━━━ Texto selecionado ━━━

Solução depende de combinação de políticas públicas, diz especialista
A coordenadora do Observatório Juventudes da PUCRS, Patrícia Espíndola Teixeira, avalia que está errado um tradicional mantra atribuindo a quantidade expressiva de jovens que não estuda ou desempenha serviço remunerado a uma suposta "fraqueza" geracional ou a falhas exclusivas do sistema educacional. Para a especialista, o gargalo está no descumprimento de normas previstas em uma lei pouco conhecida pelos brasileiros, de número 12.852/2013, também chamada de Estatuto da Juventude.
— Não é a geração que é "fraca", nem a responsabilidade é só das escolas. Diferentes sistemas de proteção precisam garantir o acesso ao sistema de ensino oferecendo segurança pública, segurança alimentar, transporte público, saúde. A falta desse conjunto compromete o progresso educacional — opina Patrícia.
Ela observa que, na outra ponta do levantamento, nada menos do que 27,6% dos adolescentes entre 15 e 17 anos combinam estudo e trabalho ao mesmo tempo no Rio Grande do Sul — o que também configura um desafio à gestão pública.

━━━

▸ Tarefas:
[1] No texto sobre políticas públicas para a juventude, qual é o número da lei também chamada de Estatuto da Juventude?
[2] Dê continuidade ao texto sobre políticas públicas para a juventude, começando logo após a última frase.

━━━ Dados fornecidos ━━━

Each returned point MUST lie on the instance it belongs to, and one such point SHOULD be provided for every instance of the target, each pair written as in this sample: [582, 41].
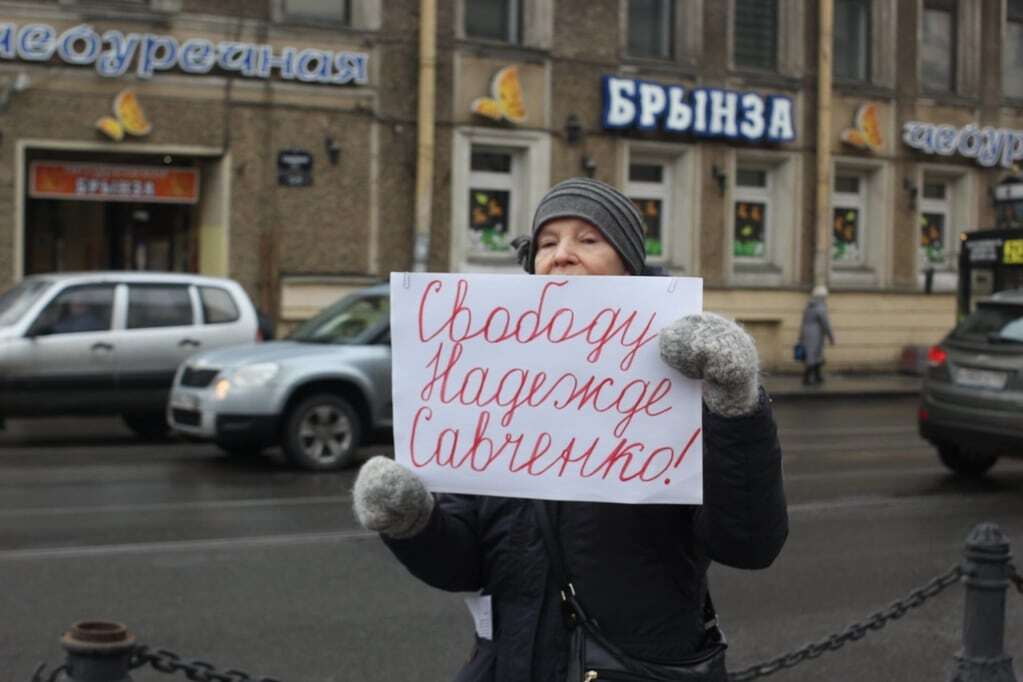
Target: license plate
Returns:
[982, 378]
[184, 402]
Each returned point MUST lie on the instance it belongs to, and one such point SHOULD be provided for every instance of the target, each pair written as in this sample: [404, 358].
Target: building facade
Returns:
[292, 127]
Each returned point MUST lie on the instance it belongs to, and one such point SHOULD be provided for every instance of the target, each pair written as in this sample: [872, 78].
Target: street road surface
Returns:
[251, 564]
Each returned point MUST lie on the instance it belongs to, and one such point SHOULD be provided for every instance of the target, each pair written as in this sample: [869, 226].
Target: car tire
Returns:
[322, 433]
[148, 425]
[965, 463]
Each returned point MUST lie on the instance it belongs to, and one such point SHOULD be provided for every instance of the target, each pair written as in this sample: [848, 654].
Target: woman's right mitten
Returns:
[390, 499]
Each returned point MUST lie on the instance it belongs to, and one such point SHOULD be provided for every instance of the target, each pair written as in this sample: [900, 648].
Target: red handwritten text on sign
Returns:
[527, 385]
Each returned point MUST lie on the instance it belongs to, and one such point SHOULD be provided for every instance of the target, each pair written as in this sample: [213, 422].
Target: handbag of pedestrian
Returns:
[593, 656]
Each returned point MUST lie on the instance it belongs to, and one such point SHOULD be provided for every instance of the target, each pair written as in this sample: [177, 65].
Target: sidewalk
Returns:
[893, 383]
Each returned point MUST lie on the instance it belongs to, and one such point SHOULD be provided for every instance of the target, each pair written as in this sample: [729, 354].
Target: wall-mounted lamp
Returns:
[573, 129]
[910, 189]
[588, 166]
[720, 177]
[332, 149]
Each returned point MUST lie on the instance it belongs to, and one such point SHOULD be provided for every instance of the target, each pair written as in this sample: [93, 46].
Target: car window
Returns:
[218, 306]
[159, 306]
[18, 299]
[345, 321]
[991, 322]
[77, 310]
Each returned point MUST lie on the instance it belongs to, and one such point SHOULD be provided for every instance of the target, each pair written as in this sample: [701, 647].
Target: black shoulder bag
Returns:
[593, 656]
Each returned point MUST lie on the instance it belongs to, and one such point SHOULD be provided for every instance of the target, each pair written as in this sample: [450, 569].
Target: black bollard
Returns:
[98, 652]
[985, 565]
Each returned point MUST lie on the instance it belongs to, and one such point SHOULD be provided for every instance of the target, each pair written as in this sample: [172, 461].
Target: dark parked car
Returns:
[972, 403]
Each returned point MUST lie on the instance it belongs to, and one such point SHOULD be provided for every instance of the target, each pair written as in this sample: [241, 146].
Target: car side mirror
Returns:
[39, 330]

━━━
━━━ Dados fornecidos ━━━

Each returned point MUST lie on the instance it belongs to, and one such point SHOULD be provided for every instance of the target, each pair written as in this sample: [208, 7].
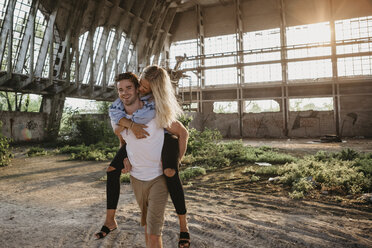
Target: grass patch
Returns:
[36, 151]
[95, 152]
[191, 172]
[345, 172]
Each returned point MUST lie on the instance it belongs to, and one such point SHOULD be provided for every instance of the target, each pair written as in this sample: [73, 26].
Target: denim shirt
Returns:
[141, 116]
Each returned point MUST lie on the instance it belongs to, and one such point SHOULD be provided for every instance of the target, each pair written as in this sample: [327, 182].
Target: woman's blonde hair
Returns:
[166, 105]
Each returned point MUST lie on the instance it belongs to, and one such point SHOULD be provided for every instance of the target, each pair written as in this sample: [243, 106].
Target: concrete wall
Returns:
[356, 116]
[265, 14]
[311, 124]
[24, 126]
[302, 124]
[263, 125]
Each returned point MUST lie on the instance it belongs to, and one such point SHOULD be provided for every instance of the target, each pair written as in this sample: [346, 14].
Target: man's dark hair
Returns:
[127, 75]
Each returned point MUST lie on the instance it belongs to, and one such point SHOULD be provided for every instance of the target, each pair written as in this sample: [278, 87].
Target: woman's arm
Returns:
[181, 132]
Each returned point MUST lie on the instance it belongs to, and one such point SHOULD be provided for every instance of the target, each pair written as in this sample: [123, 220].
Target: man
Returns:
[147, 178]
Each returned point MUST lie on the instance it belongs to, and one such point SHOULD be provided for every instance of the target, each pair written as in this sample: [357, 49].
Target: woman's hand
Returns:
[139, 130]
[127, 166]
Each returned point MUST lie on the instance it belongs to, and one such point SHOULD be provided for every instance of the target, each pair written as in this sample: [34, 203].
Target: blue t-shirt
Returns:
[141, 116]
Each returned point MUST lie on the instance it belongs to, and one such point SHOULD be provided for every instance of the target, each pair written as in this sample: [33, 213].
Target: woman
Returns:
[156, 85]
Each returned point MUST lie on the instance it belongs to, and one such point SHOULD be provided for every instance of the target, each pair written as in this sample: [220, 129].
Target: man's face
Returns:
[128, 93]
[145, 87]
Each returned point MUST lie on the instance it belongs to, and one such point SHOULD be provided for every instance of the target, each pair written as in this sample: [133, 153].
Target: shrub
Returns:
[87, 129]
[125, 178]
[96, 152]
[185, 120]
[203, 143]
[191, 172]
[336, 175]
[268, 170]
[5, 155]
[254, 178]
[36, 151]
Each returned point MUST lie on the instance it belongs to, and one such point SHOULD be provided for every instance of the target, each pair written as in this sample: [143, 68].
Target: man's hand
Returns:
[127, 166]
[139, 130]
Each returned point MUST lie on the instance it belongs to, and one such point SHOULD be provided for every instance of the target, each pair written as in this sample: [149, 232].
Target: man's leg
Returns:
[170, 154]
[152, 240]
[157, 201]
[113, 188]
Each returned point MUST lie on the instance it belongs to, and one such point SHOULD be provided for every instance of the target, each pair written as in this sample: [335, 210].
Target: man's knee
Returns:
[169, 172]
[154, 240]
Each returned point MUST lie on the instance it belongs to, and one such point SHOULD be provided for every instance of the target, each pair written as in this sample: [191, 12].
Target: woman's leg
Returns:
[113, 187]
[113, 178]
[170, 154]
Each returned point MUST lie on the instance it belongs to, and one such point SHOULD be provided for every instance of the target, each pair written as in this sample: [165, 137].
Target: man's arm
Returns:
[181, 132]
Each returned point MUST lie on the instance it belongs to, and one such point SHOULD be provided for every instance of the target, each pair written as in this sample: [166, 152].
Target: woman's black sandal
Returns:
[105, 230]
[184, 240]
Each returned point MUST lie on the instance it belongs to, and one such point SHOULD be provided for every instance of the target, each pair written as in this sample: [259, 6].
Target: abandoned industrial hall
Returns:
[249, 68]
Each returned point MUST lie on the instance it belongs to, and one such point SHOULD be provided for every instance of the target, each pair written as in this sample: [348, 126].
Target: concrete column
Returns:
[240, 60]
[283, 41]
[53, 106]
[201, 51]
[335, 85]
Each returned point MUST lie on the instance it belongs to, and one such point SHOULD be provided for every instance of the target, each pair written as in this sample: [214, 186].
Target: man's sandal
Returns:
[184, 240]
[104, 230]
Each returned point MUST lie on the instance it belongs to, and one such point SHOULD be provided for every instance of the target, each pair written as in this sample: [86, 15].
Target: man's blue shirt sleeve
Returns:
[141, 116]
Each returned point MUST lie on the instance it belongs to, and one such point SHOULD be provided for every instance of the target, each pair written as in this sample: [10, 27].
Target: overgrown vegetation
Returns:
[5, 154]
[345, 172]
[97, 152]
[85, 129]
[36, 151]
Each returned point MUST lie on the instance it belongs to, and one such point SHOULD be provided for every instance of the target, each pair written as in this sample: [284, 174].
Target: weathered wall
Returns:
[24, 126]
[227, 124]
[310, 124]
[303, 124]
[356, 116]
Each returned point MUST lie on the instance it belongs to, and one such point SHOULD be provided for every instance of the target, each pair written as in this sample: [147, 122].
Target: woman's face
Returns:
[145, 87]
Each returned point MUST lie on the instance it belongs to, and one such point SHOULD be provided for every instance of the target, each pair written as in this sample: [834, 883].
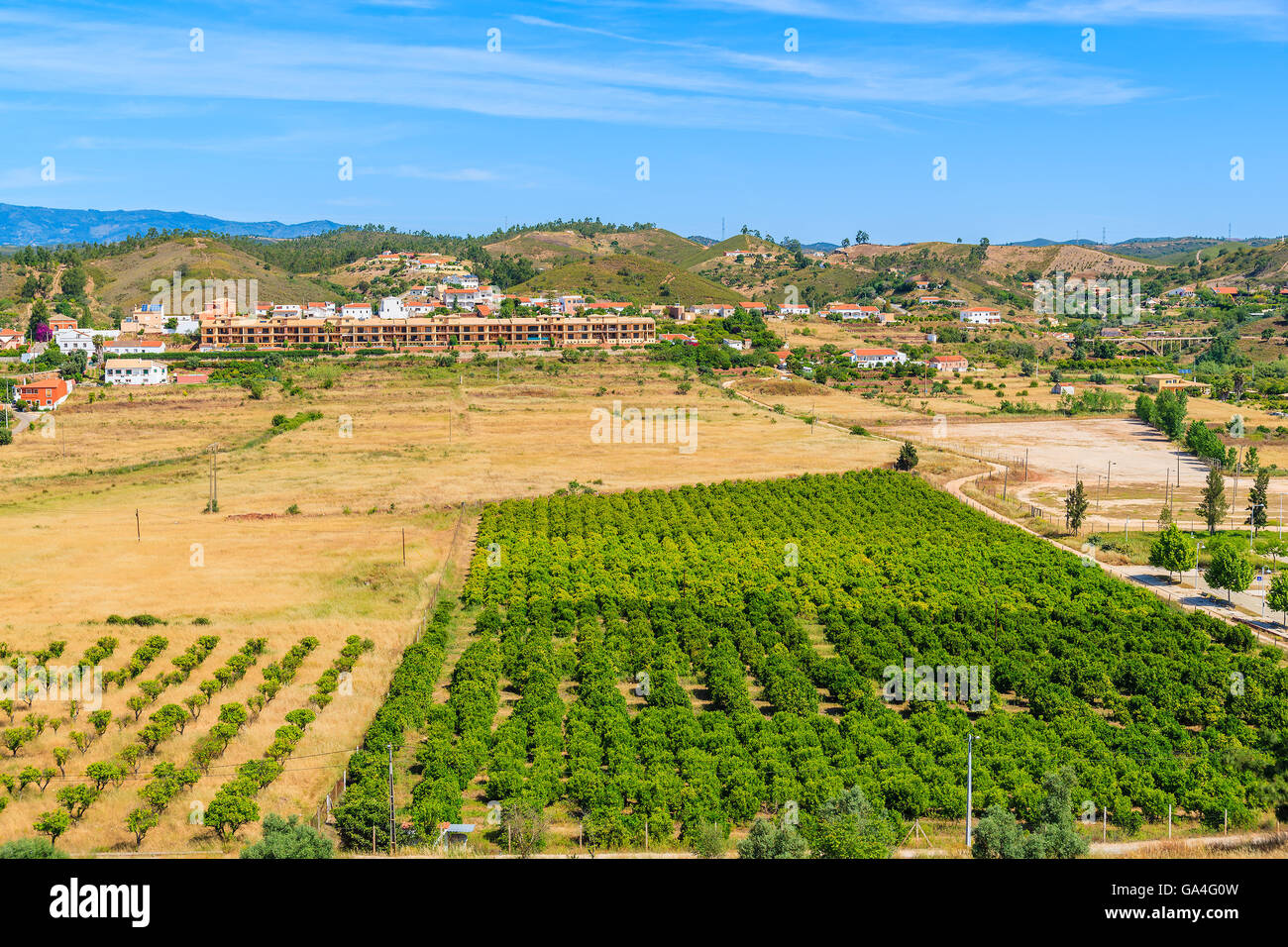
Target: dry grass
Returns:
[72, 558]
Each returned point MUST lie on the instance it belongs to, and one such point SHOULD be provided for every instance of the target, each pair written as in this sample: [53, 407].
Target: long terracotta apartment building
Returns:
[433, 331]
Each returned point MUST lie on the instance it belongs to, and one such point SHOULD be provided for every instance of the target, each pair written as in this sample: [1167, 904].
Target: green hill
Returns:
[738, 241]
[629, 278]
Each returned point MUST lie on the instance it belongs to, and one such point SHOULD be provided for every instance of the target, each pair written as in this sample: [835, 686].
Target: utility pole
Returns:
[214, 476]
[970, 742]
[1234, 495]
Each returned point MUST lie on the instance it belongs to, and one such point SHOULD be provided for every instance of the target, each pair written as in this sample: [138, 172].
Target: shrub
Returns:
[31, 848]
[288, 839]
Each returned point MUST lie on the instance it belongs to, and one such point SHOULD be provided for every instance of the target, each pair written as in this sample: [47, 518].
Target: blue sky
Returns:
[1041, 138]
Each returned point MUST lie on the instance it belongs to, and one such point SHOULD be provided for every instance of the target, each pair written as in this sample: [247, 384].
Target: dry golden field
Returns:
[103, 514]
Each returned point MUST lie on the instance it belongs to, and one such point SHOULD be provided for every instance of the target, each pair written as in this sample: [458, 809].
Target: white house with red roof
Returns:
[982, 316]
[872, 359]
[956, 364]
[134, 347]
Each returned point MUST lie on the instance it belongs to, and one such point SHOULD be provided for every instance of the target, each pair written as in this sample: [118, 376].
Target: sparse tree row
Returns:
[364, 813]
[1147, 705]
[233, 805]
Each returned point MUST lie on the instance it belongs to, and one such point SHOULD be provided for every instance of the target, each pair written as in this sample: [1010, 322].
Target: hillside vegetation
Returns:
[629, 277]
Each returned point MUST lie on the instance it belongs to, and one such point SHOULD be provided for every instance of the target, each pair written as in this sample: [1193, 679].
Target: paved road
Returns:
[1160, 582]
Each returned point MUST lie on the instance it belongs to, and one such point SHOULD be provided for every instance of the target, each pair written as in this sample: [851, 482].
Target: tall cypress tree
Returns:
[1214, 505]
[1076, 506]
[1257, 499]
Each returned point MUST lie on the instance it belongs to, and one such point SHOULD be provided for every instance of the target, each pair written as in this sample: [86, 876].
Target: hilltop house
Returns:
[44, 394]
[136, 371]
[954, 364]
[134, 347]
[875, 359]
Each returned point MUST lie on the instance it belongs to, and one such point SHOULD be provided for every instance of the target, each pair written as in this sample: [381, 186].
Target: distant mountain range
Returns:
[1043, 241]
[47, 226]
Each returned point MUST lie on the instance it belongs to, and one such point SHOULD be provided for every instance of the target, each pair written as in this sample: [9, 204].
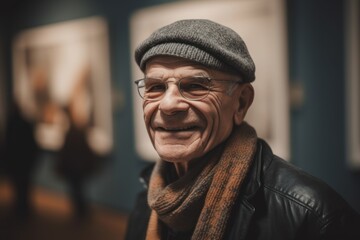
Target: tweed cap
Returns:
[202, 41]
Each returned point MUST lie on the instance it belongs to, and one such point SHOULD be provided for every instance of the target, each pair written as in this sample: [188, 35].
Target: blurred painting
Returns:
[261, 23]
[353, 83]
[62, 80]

━━━

▸ Respostas:
[1] 12.852/2013.

[2]
— Olha a sobrecarga que é isso para um adolescente — resume a coordenadora.
Ela afirma que é fundamental adotar ações de forma imediata nas diferentes esferas de governo, já que o Estado vem envelhecendo rapidamente e exigindo maior capacidade e produtividade das gerações mais novas. Patrícia revela que a publicação do boletim é a primeira de uma série de estudos sobre a população juvenil estadual e nacional que os órgãos vinculados à PUCRS pretendem lançar periodicamente, abordando diferentes direitos sociais. O próximo deverá abordar diferentes formas de violência que impactam esse público, sempre partindo da compilação e tabulação de dados oficiais que, quase sempre, ignoram a fatia específica de quem está na faixa etária destacada pela legislação federal.